> [What to produce]: Write out the listing below exactly, beginning at its first line and ending with the line that contains "rough mask: <svg".

▬▬▬▬▬▬▬▬▬▬

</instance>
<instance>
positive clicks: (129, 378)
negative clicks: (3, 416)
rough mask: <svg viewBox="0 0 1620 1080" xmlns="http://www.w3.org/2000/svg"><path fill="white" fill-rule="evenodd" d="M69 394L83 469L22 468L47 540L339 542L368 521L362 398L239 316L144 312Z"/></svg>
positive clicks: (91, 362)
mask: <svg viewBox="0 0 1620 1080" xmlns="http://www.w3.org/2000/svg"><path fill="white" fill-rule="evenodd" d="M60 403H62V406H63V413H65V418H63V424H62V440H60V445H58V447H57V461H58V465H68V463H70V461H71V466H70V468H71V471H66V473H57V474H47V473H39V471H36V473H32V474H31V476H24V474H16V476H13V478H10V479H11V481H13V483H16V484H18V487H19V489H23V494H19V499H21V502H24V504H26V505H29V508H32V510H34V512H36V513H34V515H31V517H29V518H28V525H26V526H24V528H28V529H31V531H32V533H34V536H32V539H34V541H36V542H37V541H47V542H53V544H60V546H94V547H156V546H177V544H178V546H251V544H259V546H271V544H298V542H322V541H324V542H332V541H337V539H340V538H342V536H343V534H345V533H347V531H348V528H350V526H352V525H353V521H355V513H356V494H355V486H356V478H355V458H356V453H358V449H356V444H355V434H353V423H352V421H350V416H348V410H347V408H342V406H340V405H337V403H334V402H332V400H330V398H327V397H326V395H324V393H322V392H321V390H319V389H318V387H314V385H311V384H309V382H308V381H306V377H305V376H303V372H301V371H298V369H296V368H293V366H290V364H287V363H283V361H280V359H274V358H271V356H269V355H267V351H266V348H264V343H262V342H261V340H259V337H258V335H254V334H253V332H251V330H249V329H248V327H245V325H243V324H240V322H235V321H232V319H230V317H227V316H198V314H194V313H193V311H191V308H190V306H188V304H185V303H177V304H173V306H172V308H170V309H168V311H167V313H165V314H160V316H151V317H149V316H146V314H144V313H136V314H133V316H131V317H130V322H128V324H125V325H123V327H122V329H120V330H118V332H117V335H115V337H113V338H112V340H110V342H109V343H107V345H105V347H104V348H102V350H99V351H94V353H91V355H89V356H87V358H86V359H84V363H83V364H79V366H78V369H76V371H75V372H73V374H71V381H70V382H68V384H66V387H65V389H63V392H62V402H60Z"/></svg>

▬▬▬▬▬▬▬▬▬▬

> [Solution for this task]:
</instance>
<instance>
positive clicks: (129, 378)
negative clicks: (3, 416)
rough mask: <svg viewBox="0 0 1620 1080" xmlns="http://www.w3.org/2000/svg"><path fill="white" fill-rule="evenodd" d="M69 394L83 469L22 468L47 540L339 542L368 521L362 398L239 316L144 312Z"/></svg>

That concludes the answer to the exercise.